**WORK TASK:** Where does the word "negative" occur in the entries below? Copy every line that has it.

**DATA FOR PROCESSING:**
_ _ _

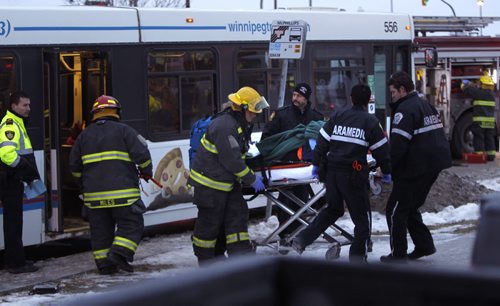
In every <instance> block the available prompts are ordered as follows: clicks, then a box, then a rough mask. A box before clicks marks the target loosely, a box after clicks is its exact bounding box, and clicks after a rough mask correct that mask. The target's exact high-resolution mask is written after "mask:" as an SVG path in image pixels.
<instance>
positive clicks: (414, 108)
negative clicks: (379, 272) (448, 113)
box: [380, 72, 451, 262]
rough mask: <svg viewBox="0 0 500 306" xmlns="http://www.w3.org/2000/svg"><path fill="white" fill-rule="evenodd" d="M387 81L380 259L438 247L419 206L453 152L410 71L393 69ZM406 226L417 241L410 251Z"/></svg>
mask: <svg viewBox="0 0 500 306" xmlns="http://www.w3.org/2000/svg"><path fill="white" fill-rule="evenodd" d="M387 83H388V85H389V91H390V93H391V97H392V103H391V104H390V106H391V110H392V112H391V117H392V125H391V137H390V147H391V162H392V178H393V181H394V184H393V188H392V192H391V195H390V196H389V199H388V201H387V206H386V211H385V212H386V218H387V225H388V227H389V233H390V246H391V253H390V254H389V255H386V256H382V257H380V261H382V262H406V261H407V259H410V260H415V259H418V258H420V257H423V256H428V255H432V254H434V253H435V252H436V248H435V246H434V241H433V239H432V235H431V233H430V231H429V229H428V228H427V226H426V225H425V224H424V222H423V221H422V215H421V214H420V212H419V210H418V209H419V208H420V207H421V206H422V205H423V204H424V203H425V199H426V198H427V194H428V193H429V191H430V189H431V187H432V185H433V184H434V182H435V181H436V179H437V177H438V175H439V173H440V172H441V170H443V169H446V168H449V167H451V152H450V144H449V143H448V140H447V139H446V136H445V134H444V130H443V124H442V122H441V119H440V118H439V113H438V111H437V110H436V108H435V107H434V106H432V105H431V104H430V103H428V102H426V101H424V100H422V99H420V98H419V97H418V94H417V92H416V91H415V90H414V88H415V86H414V84H413V81H412V79H411V77H410V75H409V74H408V73H406V72H397V73H395V74H393V75H392V76H391V77H390V78H389V80H388V82H387ZM407 231H408V232H409V233H410V237H411V239H412V240H413V244H414V245H415V249H414V250H413V251H412V252H411V253H409V254H407V250H408V242H407V240H406V233H407Z"/></svg>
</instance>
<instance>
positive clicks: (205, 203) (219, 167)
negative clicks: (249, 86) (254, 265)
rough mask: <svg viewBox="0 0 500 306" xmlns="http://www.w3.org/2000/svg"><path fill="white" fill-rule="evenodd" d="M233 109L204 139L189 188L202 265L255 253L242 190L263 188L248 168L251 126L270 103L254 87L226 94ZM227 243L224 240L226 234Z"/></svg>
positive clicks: (196, 234)
mask: <svg viewBox="0 0 500 306" xmlns="http://www.w3.org/2000/svg"><path fill="white" fill-rule="evenodd" d="M228 99H229V101H231V107H230V108H227V109H226V110H224V111H222V112H221V113H219V114H217V115H215V116H214V118H213V119H212V121H211V122H210V125H209V126H208V128H207V131H206V133H205V135H203V137H202V139H201V146H200V147H199V148H198V151H197V152H196V158H195V159H194V161H193V165H192V168H191V173H190V176H189V184H190V185H192V186H194V204H195V205H196V206H197V207H198V218H197V219H196V224H195V227H194V231H193V237H192V241H193V250H194V254H195V255H196V257H197V258H198V262H199V263H200V264H203V263H205V262H207V261H208V260H211V259H214V258H215V257H216V256H222V255H223V254H222V253H223V251H224V250H227V253H228V255H229V256H234V255H237V254H248V253H251V252H252V245H251V243H250V236H249V234H248V206H247V203H246V201H245V199H244V198H243V194H242V189H241V188H242V186H241V184H245V185H247V186H252V187H253V188H254V189H255V191H257V192H258V191H262V190H264V188H265V186H264V183H263V182H262V178H261V177H257V176H256V175H255V174H254V173H253V171H252V170H250V168H249V167H248V166H247V165H246V164H245V161H244V156H245V154H246V152H247V151H248V145H249V139H248V138H249V136H250V134H251V122H252V121H253V120H254V119H255V118H256V117H257V114H259V113H262V110H263V109H264V108H266V107H268V106H269V105H268V104H267V102H266V100H265V99H264V98H263V97H261V95H260V94H259V93H258V92H257V91H256V90H255V89H253V88H251V87H242V88H240V89H239V90H238V91H237V92H235V93H232V94H230V95H229V96H228ZM221 233H222V234H223V235H225V241H220V240H221V238H222V237H224V236H223V235H221Z"/></svg>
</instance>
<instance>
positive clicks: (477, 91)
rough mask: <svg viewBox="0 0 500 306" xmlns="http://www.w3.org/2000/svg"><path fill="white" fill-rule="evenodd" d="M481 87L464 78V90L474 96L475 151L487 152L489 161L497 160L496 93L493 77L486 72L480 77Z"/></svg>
mask: <svg viewBox="0 0 500 306" xmlns="http://www.w3.org/2000/svg"><path fill="white" fill-rule="evenodd" d="M479 82H480V83H481V87H475V86H473V85H471V84H467V83H468V82H466V80H464V85H465V86H464V87H463V92H464V93H465V94H466V95H467V96H469V97H471V98H472V100H473V101H472V105H473V116H472V126H471V131H472V134H473V135H474V143H473V145H474V153H478V154H483V153H486V154H487V156H488V160H489V161H493V160H495V156H496V153H497V152H496V146H495V132H496V129H495V107H496V101H495V95H494V94H493V89H494V88H495V83H494V82H493V79H492V78H491V77H490V76H489V75H488V74H485V75H483V76H481V78H480V79H479Z"/></svg>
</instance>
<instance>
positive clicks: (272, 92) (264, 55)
mask: <svg viewBox="0 0 500 306" xmlns="http://www.w3.org/2000/svg"><path fill="white" fill-rule="evenodd" d="M236 67H237V71H236V73H237V78H238V86H237V87H238V88H239V87H242V86H250V87H253V88H255V90H257V91H258V92H259V93H260V94H262V95H263V96H265V97H266V100H267V101H268V102H269V105H270V109H271V110H275V109H276V108H277V107H278V98H279V88H280V81H281V61H279V60H275V59H273V60H271V59H269V56H268V51H267V50H264V49H251V50H249V49H245V50H240V51H238V53H237V56H236ZM295 71H296V62H295V61H293V60H290V61H289V63H288V76H287V82H286V89H285V100H284V105H287V104H289V103H290V101H291V100H292V89H293V87H294V86H295V80H296V79H295ZM266 114H267V112H263V115H259V117H258V118H257V120H256V122H257V123H262V122H265V118H266V117H267V116H266Z"/></svg>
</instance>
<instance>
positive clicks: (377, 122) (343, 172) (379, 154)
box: [292, 85, 391, 262]
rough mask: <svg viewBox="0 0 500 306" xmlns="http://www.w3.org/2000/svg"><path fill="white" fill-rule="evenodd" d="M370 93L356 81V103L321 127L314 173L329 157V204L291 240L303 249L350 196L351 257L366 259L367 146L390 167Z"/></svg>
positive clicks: (341, 212)
mask: <svg viewBox="0 0 500 306" xmlns="http://www.w3.org/2000/svg"><path fill="white" fill-rule="evenodd" d="M370 96H371V90H370V87H368V86H366V85H356V86H354V87H353V88H352V91H351V100H352V104H353V106H352V108H350V109H345V110H341V111H338V112H336V113H335V114H334V115H333V116H332V118H331V119H330V120H329V121H328V122H327V123H326V124H325V125H324V126H323V128H322V129H321V130H320V136H319V137H318V141H317V144H316V148H315V149H314V159H313V165H314V166H313V176H317V175H318V171H319V169H318V167H319V166H320V164H321V162H322V160H326V163H327V171H326V182H325V186H326V195H327V201H328V206H327V207H326V208H325V209H323V210H321V211H320V213H319V214H318V216H317V217H316V218H315V219H314V221H313V222H312V223H311V224H310V225H309V226H308V227H307V228H306V229H304V230H303V231H302V232H300V234H299V235H298V236H297V237H296V238H295V239H293V243H292V246H293V248H294V249H295V250H296V251H297V252H299V253H302V251H303V250H304V248H305V247H306V246H308V245H310V244H311V243H313V241H314V240H316V238H318V236H319V235H321V233H323V232H324V231H325V230H326V229H327V228H328V227H329V226H330V225H332V224H333V223H335V221H336V220H337V219H338V218H340V217H342V215H343V214H344V201H345V203H346V204H347V208H348V209H349V213H350V215H351V219H352V221H353V223H354V240H353V241H352V245H351V248H350V250H349V260H350V261H351V262H366V258H367V255H366V254H367V246H368V241H369V240H370V230H371V209H370V200H369V198H368V190H369V187H368V172H369V169H368V164H367V159H366V155H367V153H368V150H371V152H372V154H373V157H374V158H375V159H376V160H377V163H378V164H379V165H380V168H381V170H382V172H383V173H384V174H385V175H386V179H387V176H389V174H390V172H391V164H390V159H389V146H388V141H387V137H385V135H384V131H383V130H382V126H381V125H380V122H379V121H378V119H377V118H376V117H375V116H373V115H371V114H369V113H368V112H367V111H366V110H367V106H368V102H369V101H370Z"/></svg>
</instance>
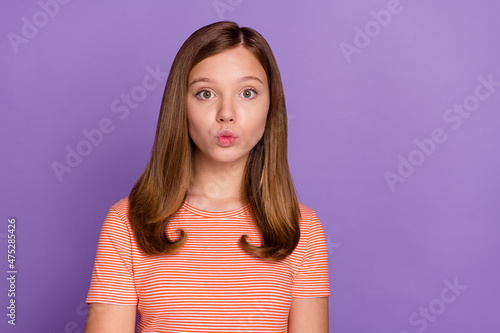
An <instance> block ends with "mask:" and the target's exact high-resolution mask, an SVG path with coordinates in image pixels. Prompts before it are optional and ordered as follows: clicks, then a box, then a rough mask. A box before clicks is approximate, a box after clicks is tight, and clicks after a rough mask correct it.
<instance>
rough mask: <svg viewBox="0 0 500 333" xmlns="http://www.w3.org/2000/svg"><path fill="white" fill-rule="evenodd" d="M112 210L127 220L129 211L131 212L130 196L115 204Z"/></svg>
mask: <svg viewBox="0 0 500 333" xmlns="http://www.w3.org/2000/svg"><path fill="white" fill-rule="evenodd" d="M111 209H113V210H115V211H116V212H117V213H118V214H119V215H123V217H125V218H127V215H128V210H129V201H128V196H126V197H125V198H122V199H121V200H119V201H118V202H115V203H114V204H113V205H112V206H111Z"/></svg>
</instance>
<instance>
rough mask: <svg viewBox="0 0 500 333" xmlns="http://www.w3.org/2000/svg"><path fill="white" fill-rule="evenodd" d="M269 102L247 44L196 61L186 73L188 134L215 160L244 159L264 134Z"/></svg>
mask: <svg viewBox="0 0 500 333" xmlns="http://www.w3.org/2000/svg"><path fill="white" fill-rule="evenodd" d="M269 103H270V97H269V85H268V82H267V77H266V72H265V71H264V68H262V66H261V65H260V63H259V61H258V60H257V58H256V57H255V56H254V55H253V54H252V53H251V52H250V51H248V50H247V49H246V48H244V47H242V46H238V47H236V48H233V49H230V50H227V51H224V52H222V53H219V54H216V55H214V56H211V57H208V58H206V59H204V60H202V61H201V62H199V63H198V64H197V65H196V66H194V67H193V69H192V70H191V73H190V74H189V81H188V96H187V116H188V128H189V135H190V137H191V139H192V140H193V142H194V143H195V144H196V146H197V148H198V149H197V150H199V151H198V153H201V154H203V155H204V157H205V158H208V159H210V160H212V161H217V162H234V161H246V159H247V157H248V154H249V152H250V151H251V150H252V148H253V147H254V146H255V145H256V144H257V142H259V140H260V139H261V138H262V135H263V134H264V129H265V126H266V117H267V113H268V110H269ZM223 130H229V131H231V132H232V135H233V136H234V139H232V138H230V137H228V136H227V135H228V134H229V136H231V133H227V132H226V133H221V131H223Z"/></svg>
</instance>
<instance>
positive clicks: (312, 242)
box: [292, 211, 330, 297]
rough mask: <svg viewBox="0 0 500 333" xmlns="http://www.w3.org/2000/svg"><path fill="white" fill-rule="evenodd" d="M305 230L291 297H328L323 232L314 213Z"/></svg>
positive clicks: (327, 271) (324, 249) (327, 281)
mask: <svg viewBox="0 0 500 333" xmlns="http://www.w3.org/2000/svg"><path fill="white" fill-rule="evenodd" d="M305 230H306V235H305V237H306V239H307V240H306V248H305V251H304V257H303V258H302V262H301V265H300V268H299V271H298V273H297V275H296V276H295V278H294V282H293V287H292V297H322V296H330V281H329V276H328V251H327V248H326V239H325V232H324V230H323V226H322V225H321V222H320V220H319V219H318V217H317V215H316V213H315V212H314V211H313V212H312V214H311V215H310V217H309V221H307V224H306V227H305Z"/></svg>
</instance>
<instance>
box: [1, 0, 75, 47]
mask: <svg viewBox="0 0 500 333" xmlns="http://www.w3.org/2000/svg"><path fill="white" fill-rule="evenodd" d="M70 1H71V0H40V1H38V6H40V10H39V11H37V12H36V13H35V14H33V15H32V17H31V19H28V18H27V17H26V16H23V17H22V18H21V21H22V23H23V24H22V26H21V35H19V34H17V33H15V32H12V31H11V32H9V33H8V34H7V38H8V39H9V42H10V45H11V46H12V49H13V50H14V53H16V54H17V53H19V46H20V45H21V44H27V43H28V42H29V41H30V40H31V39H33V38H35V37H36V36H37V35H38V32H39V29H41V28H43V27H45V26H46V25H47V24H48V23H49V21H50V19H51V18H54V17H55V16H56V15H57V14H58V13H59V10H60V8H61V6H60V5H66V4H67V3H69V2H70Z"/></svg>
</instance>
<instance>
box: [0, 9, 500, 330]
mask: <svg viewBox="0 0 500 333" xmlns="http://www.w3.org/2000/svg"><path fill="white" fill-rule="evenodd" d="M499 13H500V3H498V2H497V1H493V0H485V1H472V0H463V1H452V0H441V1H431V0H413V1H412V0H400V1H397V0H390V1H388V0H359V1H347V0H342V1H319V0H318V1H284V0H280V1H250V0H215V1H201V0H198V1H182V2H181V1H159V0H154V1H153V0H150V1H138V0H136V1H130V0H129V1H123V0H122V1H76V0H73V1H69V0H41V1H34V0H30V1H26V0H24V1H9V2H6V1H4V2H2V4H1V5H0V31H1V34H2V36H3V37H2V38H1V39H0V48H1V68H0V84H1V86H0V89H1V90H0V107H1V108H0V112H1V118H0V119H1V121H0V141H1V148H0V149H1V151H0V156H1V157H2V163H1V186H2V187H1V189H2V191H1V194H0V202H1V219H2V222H1V224H0V249H1V251H3V253H4V254H3V255H2V258H3V259H2V262H1V267H2V271H3V272H2V276H4V279H3V282H2V283H0V304H1V307H0V308H1V309H3V310H2V313H1V316H0V318H3V319H2V320H1V322H0V331H1V332H47V333H49V332H53V333H56V332H57V333H59V332H73V333H74V332H83V328H84V325H85V318H86V311H87V306H86V305H85V304H84V302H85V298H86V295H87V291H88V287H89V283H90V277H91V273H92V267H93V261H94V256H95V252H96V246H97V240H98V237H99V231H100V227H101V224H102V222H103V220H104V217H105V215H106V213H107V210H108V208H109V207H110V206H111V205H112V204H113V203H115V202H117V201H118V200H120V199H121V198H123V197H125V196H127V195H128V192H129V191H130V189H131V187H132V185H133V184H134V182H135V181H136V179H137V177H138V176H139V175H140V172H141V171H142V170H143V168H144V167H145V165H146V162H147V159H148V156H149V152H150V149H151V145H152V142H153V138H154V133H155V127H156V121H157V117H158V113H159V107H160V102H161V97H162V94H163V89H164V85H165V75H166V73H167V72H168V70H169V69H170V65H171V63H172V61H173V58H174V56H175V54H176V52H177V50H178V49H179V47H180V46H181V44H182V43H183V42H184V40H185V39H186V38H187V37H188V36H189V35H190V34H191V33H192V32H194V31H195V30H196V29H198V28H200V27H202V26H204V25H206V24H209V23H212V22H215V21H219V20H222V19H224V20H231V21H235V22H237V23H238V24H240V25H241V26H249V27H252V28H255V29H256V30H257V31H259V32H260V33H261V34H262V35H263V36H264V37H265V38H266V39H267V41H268V42H269V44H270V45H271V47H272V49H273V51H274V53H275V56H276V58H277V61H278V65H279V67H280V70H281V74H282V78H283V84H284V88H285V94H286V101H287V107H288V115H289V121H288V124H289V136H288V139H289V162H290V167H291V171H292V175H293V178H294V182H295V185H296V188H297V191H298V195H299V200H300V201H301V202H302V203H304V204H305V205H307V206H309V207H311V208H313V209H314V210H315V211H316V212H317V214H318V216H319V218H320V219H321V221H322V223H323V226H324V229H325V234H326V237H327V242H328V253H329V271H330V284H331V292H332V296H331V297H330V300H329V311H330V331H331V332H337V333H349V332H355V333H357V332H363V333H364V332H366V333H374V332H375V333H379V332H380V333H388V332H394V333H402V332H406V333H410V332H424V331H425V332H429V333H433V332H454V333H472V332H482V333H495V332H500V322H499V316H498V313H497V312H498V310H500V287H499V286H498V281H499V278H500V265H499V257H500V245H499V244H500V242H499V236H500V225H499V222H500V205H499V198H500V186H499V182H500V155H499V153H500V149H499V142H500V131H499V130H498V127H499V124H500V39H499V38H498V34H499V32H500V20H499V19H498V14H499ZM127 95H128V97H127ZM127 98H129V100H128V101H127V100H126V99H127ZM95 129H99V133H101V136H102V137H101V136H100V135H98V134H96V133H97V132H96V131H95ZM85 133H87V134H85ZM89 133H94V137H93V142H92V140H90V139H88V138H87V136H89V135H90V134H89ZM69 151H74V152H76V153H71V154H70V155H71V156H72V157H69V159H68V160H67V155H68V154H69V153H68V152H69ZM76 154H78V156H79V157H77V156H75V155H76ZM9 219H11V221H12V219H15V224H16V231H15V237H16V238H15V240H16V244H15V245H16V248H15V251H16V252H15V257H16V262H15V265H16V267H15V268H16V270H17V273H15V274H14V275H15V292H16V295H15V297H10V296H8V290H9V288H10V283H9V280H6V278H7V277H9V276H10V275H11V274H9V273H7V271H9V270H10V269H9V267H8V262H7V259H8V258H7V245H8V235H10V234H9V233H8V224H9V222H8V220H9ZM11 299H15V305H16V307H15V315H16V317H15V324H16V325H15V326H13V325H11V324H8V323H7V321H8V320H10V318H9V317H8V316H7V314H8V313H9V311H10V310H9V309H7V306H9V302H10V301H11Z"/></svg>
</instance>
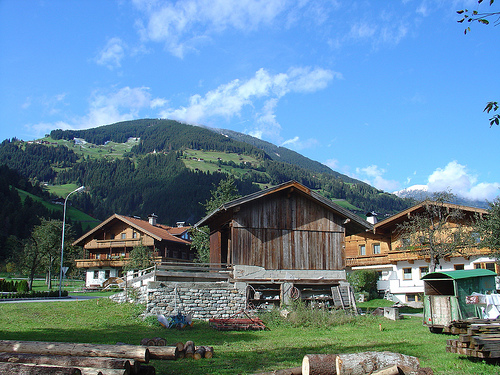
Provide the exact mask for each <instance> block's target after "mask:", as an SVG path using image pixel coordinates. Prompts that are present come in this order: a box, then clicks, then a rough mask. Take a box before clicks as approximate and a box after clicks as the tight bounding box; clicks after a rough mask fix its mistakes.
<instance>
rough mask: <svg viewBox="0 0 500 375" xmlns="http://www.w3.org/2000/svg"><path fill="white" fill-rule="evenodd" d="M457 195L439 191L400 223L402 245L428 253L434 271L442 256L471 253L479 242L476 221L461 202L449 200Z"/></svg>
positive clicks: (429, 264)
mask: <svg viewBox="0 0 500 375" xmlns="http://www.w3.org/2000/svg"><path fill="white" fill-rule="evenodd" d="M453 198H454V195H453V194H451V193H450V192H440V193H435V194H434V196H433V200H426V201H424V202H423V208H424V210H423V211H422V212H420V213H417V214H414V215H411V216H410V217H409V219H408V220H407V221H405V222H403V223H402V224H400V225H398V229H397V232H398V235H399V236H400V238H401V239H402V249H404V250H412V251H416V252H418V253H419V254H421V255H424V256H428V257H429V258H430V263H429V271H430V272H434V271H435V269H436V265H437V264H439V262H440V260H441V259H443V258H445V257H449V256H452V255H454V254H462V255H467V254H468V253H470V252H471V249H472V248H474V247H476V246H477V238H476V237H477V236H476V235H475V233H474V231H473V230H472V228H474V223H473V221H472V220H469V219H468V218H467V217H466V215H465V212H464V211H463V210H462V209H460V208H459V207H458V206H454V205H449V204H448V203H449V202H451V201H452V200H453Z"/></svg>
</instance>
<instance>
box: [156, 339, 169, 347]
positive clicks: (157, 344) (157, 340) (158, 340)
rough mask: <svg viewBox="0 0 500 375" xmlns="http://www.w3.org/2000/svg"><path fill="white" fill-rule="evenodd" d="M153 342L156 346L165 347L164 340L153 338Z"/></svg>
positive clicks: (165, 341) (164, 341)
mask: <svg viewBox="0 0 500 375" xmlns="http://www.w3.org/2000/svg"><path fill="white" fill-rule="evenodd" d="M154 341H155V345H156V346H167V340H165V339H164V338H161V337H155V338H154Z"/></svg>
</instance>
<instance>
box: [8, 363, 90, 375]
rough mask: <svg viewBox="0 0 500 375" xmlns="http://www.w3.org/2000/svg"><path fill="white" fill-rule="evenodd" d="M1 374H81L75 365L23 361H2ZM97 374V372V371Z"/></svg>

_ _ _

**EXERCISE SOLUTION:**
negative clicks: (379, 272) (448, 113)
negative clicks: (249, 86) (254, 265)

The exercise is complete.